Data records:

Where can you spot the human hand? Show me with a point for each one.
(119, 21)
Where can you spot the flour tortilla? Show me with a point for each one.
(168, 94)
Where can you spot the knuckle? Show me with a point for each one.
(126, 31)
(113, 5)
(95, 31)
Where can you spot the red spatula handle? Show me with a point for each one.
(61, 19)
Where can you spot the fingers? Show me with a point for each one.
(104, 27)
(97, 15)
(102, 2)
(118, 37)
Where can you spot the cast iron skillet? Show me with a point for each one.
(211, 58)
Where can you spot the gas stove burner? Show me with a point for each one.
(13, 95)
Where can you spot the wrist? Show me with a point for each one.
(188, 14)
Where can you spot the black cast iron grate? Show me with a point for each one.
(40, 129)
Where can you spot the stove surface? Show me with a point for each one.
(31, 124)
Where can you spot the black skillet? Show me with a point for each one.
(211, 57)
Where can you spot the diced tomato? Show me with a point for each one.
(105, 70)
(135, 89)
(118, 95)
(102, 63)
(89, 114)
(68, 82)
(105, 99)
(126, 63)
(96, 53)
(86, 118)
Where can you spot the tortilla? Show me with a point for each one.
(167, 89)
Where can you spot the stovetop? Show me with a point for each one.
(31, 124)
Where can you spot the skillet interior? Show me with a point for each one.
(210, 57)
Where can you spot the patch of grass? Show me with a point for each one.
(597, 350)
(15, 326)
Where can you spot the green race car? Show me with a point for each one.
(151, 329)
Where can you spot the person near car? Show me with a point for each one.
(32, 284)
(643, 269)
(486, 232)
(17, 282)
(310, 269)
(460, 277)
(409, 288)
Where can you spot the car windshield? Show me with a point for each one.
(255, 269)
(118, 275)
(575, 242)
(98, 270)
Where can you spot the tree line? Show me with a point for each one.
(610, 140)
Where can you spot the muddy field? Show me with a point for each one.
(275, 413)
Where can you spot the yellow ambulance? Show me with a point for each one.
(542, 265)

What you are asked to do
I need exact copies of the lines from the one holding "Where can you spot the yellow" through the end of the records above, and nothing beyond them.

Solution to the exercise
Where can you spot the yellow ambulance? Show me with a point for each one.
(542, 265)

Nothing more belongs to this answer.